Start INPUT RECORDS

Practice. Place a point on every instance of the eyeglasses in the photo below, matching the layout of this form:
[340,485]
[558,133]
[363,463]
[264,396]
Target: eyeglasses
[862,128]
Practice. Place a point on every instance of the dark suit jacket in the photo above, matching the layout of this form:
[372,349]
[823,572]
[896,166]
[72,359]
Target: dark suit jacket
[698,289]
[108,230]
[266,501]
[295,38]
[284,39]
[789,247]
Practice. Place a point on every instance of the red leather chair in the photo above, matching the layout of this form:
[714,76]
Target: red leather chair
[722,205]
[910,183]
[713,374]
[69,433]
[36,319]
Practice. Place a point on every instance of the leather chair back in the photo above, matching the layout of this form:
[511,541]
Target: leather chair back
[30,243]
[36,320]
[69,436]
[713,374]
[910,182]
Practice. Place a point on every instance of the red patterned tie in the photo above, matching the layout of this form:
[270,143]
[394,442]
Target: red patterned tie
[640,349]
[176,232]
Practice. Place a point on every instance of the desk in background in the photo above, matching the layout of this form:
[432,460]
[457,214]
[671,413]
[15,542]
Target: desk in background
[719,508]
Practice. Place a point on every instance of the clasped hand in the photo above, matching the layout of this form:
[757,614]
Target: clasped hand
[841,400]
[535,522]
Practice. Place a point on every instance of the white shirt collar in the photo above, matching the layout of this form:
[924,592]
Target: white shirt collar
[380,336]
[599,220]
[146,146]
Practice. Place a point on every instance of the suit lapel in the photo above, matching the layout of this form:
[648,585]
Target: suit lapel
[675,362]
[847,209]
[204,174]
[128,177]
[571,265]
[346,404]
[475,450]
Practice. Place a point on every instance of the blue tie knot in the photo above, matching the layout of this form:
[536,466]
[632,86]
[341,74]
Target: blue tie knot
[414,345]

End INPUT RECORDS

» GIVEN REQUEST
Rewrite the items from the line containing "Practice. Place a point on every instance of the blue" through the end of the items, changing "blue tie knot" to "navy tie knot" and leaving everything else as it is.

» RESPONSE
Practice. Place a point on every instance of the navy tie knot in the photo above, matching the layout of this form:
[536,466]
[632,86]
[341,74]
Target: navy tie knot
[414,345]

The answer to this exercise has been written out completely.